_Supplied text:_
Local arts lovers with a taste for the cutting edge will know Mr. Sharon, a recent recipient of a lucrative MacArthur Foundation grant, as the inspired moving force behind a series of increasingly adventurous new works that have been staged in unusual places—including Union Station (“Invisible Cities”) and in automobiles that stopped at rotating locations downtown (“Hopscotch”).
The move to the Walt Disney Concert Hall—where “War of the Worlds” received its premiere on Sunday and where it will be performed twice more on Saturday as part of the Philharmonic’s “Noon to Midnight” extravaganza—marks something of a shift toward the mainstream for Mr. Sharon, who was named the orchestra’s “artist-collaborator” in 2016 and found mixed success late last season with two events: a Liederabend that juxtaposed songs by
Schubert
with brief dramatic episodes from
Samuel Beckett
and a staged production of
Lou Harrison’s
rarely seen opera “Young Caesar.”
For “War of the Worlds,” Mr. Sharon’s imprint is even greater; he is the work’s librettist as well as its adaptor and director. The amusing central conceit finds the audience gathered for a concert of Ms. Gosfield’s music, cheekily indebted to Holst’s “Planets,” hosted by the actress
Sigourney Weaver,
appearing as herself and thus injecting both Hollywood pizazz and requisite meta into the proceedings. She reappears at key points in the 65-minute experience, her mien morphing from mild fluster to dread as she conveys news of the increasing devastation just outside the concert hall’s walls.
Broadening the work’s scope are the three remote locations where related parts of the drama unfold simultaneously. These satellite sites are within walking distance of Disney Hall and those unable to secure entry to the main event may wish to visit these ancillary spaces, all near decommissioned Cold War-era air-raid sirens that have been incorporated into the action as the alien equivalent of sleeper cells. The historic sirens have been retrofitted with state-of-the-art speakers and transmit live the activities in the hall to those outside. Speakers in the hall serve the reverse purpose when the drama shifts to the scientists and onlookers encountering the aliens.
Ms. Gosfield’s music, performed by the Philharmonic’s New Music Group and authoritatively conducted by
Christopher Rountree,
is an appealing pastiche that combines the industrial sounds for which she is best known with more traditional forms, including delightful allusions to
Kurt Weill’s
Broadway years and mid-20th-century Latin-inflected dance rhythms. And those fond of vintage sci-fi movies will relish her canny use of synthesizer (the source of those disconcerting radio-wave sounds and other distortions) and theremin (with its inimitably eerie fluctuations), as well as innovatively struck percussion, much of it produced in a section of the auditorium usually reserved for seating or large choruses and here sealed off to muffle the alien sounds.
That area also serves as something of a cage for the game soprano Hila Plitmann, attired as an alien in a silvery second skin beneath a fish-tailed crimson gown and a cap that recalls stewardesses from the “Mad Men” era. Her performance of menacing hisses and various feats of vocalise gives her the show’s ostensible star turn—her only competition the increasingly addled bass crooner, a droll
James Hayden,
whose standout song “Venus” was entirely Ms. Gosfield’s creation. Other voices (like that of the mezzo-soprano
Suzanna Guzmán
and the baritone
Hadleigh Adams
) were transmitted from the remote sites and thus unseen at Disney Hall.
Many of the show’s most relatable lines are too locally oriented for audiences elsewhere, so Mr. Sharon will have to alter his libretto if this work is to travel. But there seems no other reason why this deft and witty riff on our inherent vulnerabilities—to superior powers, uncertainty, impulsive thinking, etc.—should remain bound to this city in particular. In any case, Mr. Sharon is clearly going places.
—Mr. Mermelstein writes for the Journal on classical music and film.

_Data for review:_

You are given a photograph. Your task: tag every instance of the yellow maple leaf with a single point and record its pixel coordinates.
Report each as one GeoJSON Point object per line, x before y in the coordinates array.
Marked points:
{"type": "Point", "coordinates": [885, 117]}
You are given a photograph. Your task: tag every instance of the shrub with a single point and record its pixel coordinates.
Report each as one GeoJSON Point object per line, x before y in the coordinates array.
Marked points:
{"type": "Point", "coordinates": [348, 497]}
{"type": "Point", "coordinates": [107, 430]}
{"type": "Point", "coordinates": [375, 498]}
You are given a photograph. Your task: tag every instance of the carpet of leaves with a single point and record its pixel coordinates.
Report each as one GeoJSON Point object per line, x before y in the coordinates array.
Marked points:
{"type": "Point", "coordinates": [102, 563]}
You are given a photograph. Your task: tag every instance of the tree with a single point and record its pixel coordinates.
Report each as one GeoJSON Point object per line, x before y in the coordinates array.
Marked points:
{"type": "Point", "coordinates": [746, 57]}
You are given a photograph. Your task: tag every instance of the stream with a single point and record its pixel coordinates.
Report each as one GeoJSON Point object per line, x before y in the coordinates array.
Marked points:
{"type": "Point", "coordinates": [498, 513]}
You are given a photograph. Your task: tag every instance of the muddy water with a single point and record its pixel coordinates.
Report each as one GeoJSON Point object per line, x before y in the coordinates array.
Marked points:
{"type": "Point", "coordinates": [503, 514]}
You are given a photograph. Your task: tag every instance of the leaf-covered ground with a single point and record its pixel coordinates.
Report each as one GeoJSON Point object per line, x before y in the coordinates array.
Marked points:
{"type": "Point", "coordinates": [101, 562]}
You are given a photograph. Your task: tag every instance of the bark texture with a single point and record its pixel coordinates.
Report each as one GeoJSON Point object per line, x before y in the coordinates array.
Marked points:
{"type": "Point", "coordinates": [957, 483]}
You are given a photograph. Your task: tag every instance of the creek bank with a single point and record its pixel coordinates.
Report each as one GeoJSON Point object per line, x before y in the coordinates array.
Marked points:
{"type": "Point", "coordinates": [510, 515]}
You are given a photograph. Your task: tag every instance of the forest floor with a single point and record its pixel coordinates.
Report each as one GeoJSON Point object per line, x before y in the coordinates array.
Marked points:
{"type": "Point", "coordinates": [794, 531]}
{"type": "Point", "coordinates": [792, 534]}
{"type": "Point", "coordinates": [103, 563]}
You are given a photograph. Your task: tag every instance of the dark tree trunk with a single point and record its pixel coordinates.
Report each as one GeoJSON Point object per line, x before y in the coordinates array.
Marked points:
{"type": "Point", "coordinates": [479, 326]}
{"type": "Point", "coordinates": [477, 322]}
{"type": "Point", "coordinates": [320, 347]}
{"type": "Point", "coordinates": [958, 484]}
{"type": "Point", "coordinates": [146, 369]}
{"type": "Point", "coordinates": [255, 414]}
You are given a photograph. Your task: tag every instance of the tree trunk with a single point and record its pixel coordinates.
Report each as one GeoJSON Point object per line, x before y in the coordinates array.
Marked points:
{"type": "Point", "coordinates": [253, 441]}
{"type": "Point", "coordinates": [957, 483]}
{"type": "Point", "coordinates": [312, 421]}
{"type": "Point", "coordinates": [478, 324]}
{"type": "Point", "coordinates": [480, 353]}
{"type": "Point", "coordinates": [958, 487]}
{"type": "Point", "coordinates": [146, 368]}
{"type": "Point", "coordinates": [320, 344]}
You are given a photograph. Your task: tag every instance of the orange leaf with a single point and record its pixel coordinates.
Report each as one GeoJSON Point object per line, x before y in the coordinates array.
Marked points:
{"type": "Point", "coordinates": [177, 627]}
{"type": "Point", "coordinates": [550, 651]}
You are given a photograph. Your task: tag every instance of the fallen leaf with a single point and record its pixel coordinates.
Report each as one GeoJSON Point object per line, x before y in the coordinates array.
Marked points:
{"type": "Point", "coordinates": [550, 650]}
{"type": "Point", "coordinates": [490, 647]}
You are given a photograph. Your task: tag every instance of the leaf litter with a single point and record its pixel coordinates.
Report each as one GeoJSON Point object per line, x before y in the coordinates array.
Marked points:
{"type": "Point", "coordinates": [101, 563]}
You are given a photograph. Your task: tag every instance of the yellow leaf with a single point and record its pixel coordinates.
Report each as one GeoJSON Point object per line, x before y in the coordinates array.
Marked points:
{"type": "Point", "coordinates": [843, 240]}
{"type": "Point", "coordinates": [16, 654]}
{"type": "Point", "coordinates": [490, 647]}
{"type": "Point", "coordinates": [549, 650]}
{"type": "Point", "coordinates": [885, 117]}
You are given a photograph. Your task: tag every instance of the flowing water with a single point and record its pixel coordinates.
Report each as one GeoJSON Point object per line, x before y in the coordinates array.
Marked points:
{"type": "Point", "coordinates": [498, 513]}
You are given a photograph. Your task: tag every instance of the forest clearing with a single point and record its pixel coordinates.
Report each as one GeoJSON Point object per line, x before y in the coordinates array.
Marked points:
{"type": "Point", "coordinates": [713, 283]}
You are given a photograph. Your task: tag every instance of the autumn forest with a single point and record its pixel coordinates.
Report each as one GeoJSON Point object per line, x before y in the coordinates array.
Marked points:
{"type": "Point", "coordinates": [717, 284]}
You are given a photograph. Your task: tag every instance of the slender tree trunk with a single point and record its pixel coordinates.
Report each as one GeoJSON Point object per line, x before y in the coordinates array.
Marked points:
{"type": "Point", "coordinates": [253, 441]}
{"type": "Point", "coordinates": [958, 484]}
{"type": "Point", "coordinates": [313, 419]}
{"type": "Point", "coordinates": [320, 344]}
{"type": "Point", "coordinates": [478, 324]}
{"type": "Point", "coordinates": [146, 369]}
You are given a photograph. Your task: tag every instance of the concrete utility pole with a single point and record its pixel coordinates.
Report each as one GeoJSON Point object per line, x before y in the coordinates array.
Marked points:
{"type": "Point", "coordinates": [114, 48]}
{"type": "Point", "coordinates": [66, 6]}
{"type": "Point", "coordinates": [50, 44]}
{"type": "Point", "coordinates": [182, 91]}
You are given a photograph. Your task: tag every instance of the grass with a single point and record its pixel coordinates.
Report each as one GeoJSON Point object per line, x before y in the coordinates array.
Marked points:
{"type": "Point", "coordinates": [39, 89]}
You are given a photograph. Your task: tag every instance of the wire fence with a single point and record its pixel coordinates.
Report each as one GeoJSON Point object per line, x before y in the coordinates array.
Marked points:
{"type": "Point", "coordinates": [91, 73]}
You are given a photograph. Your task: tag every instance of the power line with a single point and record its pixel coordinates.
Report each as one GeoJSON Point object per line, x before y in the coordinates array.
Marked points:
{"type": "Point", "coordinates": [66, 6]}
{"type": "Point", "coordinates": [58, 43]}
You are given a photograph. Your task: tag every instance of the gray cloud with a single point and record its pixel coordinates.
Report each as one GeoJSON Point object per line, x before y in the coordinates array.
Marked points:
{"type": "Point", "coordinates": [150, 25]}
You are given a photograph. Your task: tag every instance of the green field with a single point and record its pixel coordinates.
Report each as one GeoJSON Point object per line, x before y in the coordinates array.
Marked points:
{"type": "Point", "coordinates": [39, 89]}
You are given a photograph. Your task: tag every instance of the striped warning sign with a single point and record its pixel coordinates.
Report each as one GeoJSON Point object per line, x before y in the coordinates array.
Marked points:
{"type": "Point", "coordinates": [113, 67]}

_Tasks to carry out:_
**A.** Condense the paragraph of the "War of the Worlds" review that begins "Broadening the work's scope" into a short bulleted list of its main facts.
**B.** Reproduce verbatim the stretch of the "War of the Worlds" review from "Many of the" through "music and film.".

_Answers in order:_
**A.**
- Related parts of the drama unfold at the same time at three remote locations within walking distance of Disney Hall.
- People unable to get into the main event may visit these sites. Each is near a decommissioned Cold War-era air-raid siren.
- In the action, the sirens serve as the alien equivalent of sleeper cells.
- The sirens have been retrofitted with state-of-the-art speakers and transmit the activities in the hall live to those outside.
- Speakers in the hall work the other way when the drama shifts to the scientists and onlookers encountering the aliens.

**B.**
Many of the show’s most relatable lines are too locally oriented for audiences elsewhere, so Mr. Sharon will have to alter his libretto if this work is to travel. But there seems no other reason why this deft and witty riff on our inherent vulnerabilities—to superior powers, uncertainty, impulsive thinking, etc.—should remain bound to this city in particular. In any case, Mr. Sharon is clearly going places.
—Mr. Mermelstein writes for the Journal on classical music and film.